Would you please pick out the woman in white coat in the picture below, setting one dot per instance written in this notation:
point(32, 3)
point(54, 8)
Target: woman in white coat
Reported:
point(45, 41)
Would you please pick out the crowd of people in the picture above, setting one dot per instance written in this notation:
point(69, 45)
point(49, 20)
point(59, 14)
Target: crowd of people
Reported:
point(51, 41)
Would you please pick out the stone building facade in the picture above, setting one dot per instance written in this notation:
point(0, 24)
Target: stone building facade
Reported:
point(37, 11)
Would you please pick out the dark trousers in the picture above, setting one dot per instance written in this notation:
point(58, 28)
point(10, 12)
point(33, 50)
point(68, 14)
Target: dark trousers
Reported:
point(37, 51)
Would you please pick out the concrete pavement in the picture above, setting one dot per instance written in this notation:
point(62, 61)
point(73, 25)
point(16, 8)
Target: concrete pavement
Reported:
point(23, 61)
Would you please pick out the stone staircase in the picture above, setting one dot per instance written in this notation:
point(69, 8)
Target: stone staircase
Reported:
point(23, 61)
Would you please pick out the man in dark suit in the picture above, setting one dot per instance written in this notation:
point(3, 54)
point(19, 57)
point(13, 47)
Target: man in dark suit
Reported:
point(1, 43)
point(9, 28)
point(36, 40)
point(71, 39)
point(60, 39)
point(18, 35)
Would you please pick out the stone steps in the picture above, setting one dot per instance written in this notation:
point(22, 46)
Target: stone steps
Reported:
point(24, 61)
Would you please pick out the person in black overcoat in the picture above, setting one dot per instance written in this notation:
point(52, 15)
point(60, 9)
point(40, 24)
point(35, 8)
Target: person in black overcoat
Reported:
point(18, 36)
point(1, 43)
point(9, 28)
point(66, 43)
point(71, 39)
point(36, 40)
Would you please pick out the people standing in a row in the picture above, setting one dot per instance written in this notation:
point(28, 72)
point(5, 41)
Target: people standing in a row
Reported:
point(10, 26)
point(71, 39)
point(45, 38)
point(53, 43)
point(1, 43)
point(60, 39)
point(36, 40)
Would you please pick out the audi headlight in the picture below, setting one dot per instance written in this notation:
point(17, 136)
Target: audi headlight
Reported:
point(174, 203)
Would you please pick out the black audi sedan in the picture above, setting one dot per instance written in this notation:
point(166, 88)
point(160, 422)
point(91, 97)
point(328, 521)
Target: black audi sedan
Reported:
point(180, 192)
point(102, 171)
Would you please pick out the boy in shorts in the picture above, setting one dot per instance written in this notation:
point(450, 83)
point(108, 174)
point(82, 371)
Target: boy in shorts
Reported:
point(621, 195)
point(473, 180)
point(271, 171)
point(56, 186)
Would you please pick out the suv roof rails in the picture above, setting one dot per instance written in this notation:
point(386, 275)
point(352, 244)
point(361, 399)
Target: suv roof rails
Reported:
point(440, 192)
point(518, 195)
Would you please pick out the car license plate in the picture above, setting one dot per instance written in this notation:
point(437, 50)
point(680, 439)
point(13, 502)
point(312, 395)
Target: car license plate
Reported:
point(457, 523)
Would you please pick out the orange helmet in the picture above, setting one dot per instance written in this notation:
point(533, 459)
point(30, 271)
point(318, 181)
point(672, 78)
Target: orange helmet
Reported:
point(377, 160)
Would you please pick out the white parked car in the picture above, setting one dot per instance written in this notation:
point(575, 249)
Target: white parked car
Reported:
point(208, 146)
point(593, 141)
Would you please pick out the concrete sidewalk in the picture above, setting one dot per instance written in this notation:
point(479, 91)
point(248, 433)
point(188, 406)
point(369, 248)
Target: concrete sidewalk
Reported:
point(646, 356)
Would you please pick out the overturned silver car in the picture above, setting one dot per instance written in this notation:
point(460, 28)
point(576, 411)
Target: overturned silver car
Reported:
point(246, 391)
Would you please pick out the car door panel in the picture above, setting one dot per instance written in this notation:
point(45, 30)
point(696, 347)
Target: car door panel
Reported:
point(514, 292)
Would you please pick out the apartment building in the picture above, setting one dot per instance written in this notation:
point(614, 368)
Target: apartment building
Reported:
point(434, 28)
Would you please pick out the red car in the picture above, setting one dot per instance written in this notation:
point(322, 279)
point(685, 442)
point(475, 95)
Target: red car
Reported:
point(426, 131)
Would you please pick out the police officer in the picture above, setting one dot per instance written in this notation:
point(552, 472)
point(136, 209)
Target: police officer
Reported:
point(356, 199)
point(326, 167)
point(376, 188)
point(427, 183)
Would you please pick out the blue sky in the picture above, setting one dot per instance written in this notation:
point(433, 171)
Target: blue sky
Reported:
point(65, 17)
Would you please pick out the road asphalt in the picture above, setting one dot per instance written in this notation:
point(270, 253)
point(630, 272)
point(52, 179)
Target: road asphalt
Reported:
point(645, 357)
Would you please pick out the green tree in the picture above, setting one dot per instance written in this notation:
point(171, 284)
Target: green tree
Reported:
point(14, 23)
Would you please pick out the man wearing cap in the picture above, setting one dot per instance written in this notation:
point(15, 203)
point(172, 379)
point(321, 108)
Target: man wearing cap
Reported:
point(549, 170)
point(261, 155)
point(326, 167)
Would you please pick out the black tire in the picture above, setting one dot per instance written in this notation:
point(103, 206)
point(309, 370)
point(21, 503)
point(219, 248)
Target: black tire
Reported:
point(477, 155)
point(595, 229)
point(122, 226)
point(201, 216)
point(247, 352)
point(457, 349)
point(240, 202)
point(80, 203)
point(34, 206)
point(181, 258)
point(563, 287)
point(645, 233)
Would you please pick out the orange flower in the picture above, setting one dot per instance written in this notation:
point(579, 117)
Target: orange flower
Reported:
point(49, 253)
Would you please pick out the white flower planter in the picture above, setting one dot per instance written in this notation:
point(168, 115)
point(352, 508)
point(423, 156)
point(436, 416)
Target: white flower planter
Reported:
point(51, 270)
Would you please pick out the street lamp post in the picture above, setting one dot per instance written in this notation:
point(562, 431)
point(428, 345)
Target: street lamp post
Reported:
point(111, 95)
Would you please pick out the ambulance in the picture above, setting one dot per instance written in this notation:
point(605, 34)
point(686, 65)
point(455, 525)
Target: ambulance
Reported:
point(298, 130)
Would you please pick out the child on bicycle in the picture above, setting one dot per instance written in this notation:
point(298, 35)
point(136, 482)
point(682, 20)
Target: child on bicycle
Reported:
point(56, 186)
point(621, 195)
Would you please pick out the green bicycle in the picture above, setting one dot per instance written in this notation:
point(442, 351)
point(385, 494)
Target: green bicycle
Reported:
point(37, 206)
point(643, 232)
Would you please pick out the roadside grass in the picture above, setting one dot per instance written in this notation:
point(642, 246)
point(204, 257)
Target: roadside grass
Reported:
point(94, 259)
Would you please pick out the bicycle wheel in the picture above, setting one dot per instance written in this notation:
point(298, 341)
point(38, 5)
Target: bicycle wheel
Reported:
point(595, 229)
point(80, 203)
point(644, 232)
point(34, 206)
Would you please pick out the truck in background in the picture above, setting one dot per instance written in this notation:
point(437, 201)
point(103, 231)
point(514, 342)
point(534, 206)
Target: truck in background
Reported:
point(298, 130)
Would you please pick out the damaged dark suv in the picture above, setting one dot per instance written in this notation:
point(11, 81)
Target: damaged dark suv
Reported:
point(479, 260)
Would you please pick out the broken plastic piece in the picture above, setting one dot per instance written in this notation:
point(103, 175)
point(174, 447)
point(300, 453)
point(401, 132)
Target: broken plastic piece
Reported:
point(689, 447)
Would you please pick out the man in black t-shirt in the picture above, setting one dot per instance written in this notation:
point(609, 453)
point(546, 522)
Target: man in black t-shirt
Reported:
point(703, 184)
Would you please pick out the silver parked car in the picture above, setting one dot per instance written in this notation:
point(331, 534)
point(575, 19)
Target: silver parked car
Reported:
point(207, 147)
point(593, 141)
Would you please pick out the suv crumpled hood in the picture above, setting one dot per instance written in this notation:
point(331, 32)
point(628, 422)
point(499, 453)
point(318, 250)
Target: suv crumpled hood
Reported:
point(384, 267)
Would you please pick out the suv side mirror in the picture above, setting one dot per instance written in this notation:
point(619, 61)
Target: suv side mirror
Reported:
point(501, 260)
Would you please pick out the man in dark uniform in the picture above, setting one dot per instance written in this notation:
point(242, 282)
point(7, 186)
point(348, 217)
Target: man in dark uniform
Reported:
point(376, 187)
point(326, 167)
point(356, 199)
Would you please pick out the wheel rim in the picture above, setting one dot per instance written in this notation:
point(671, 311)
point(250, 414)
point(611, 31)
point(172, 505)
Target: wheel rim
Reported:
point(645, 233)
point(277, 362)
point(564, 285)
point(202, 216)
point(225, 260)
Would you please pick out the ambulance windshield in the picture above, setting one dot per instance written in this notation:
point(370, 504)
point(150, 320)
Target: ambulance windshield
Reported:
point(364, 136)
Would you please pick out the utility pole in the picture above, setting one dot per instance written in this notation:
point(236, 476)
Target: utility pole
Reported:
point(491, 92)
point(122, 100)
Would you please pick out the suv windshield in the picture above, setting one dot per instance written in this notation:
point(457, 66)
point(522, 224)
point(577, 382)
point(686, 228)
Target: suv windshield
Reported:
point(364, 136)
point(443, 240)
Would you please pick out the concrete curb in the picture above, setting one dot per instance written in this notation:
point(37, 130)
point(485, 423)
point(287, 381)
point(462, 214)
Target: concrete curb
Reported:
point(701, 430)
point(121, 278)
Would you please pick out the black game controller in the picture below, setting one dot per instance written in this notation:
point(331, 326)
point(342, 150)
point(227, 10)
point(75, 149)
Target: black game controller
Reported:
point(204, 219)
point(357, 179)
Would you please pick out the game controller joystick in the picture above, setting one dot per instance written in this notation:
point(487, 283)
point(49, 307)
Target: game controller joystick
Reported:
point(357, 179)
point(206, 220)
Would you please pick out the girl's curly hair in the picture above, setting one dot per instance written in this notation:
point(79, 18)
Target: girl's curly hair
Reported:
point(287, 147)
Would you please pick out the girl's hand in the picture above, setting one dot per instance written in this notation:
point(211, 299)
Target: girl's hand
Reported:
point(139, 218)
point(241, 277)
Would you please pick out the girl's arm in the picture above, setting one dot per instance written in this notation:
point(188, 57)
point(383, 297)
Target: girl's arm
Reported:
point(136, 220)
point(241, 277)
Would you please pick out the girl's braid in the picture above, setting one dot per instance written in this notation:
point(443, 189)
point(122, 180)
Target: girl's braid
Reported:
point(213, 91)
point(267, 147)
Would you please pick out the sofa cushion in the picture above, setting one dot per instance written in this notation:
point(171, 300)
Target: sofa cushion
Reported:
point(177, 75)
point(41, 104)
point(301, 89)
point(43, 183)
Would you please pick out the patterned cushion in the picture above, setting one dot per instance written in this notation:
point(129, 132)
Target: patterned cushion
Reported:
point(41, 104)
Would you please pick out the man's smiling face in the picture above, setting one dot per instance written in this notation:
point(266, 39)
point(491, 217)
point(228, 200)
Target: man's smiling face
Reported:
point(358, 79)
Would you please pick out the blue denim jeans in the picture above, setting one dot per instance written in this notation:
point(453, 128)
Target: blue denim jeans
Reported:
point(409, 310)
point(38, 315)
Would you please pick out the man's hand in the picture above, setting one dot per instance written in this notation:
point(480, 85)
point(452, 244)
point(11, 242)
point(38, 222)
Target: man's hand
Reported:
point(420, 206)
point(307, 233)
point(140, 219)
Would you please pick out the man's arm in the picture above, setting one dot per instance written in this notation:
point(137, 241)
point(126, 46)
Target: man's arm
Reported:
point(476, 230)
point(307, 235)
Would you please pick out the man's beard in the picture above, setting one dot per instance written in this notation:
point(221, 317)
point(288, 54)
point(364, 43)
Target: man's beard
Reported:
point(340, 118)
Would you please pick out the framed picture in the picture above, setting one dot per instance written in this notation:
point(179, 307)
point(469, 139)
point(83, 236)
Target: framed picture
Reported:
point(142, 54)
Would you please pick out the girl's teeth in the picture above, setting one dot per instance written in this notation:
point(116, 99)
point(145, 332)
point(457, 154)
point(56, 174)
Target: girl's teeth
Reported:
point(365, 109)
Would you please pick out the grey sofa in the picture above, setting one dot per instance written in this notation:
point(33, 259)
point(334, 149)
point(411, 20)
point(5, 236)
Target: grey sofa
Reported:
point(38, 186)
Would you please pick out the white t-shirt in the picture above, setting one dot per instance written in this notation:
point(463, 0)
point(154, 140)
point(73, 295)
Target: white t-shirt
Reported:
★ ★ ★ ★ ★ ★ ★
The answer is the lines above between the line holding "point(318, 181)" and the line holding "Target: white parked car", inclusive, each written out exactly, and no others.

> RESPONSE
point(318, 181)
point(672, 78)
Target: orange helmet
Reported:
point(377, 160)
Would you please pick out the white parked car in the picture above, setting one dot per instance written in this notation:
point(575, 249)
Target: white parked car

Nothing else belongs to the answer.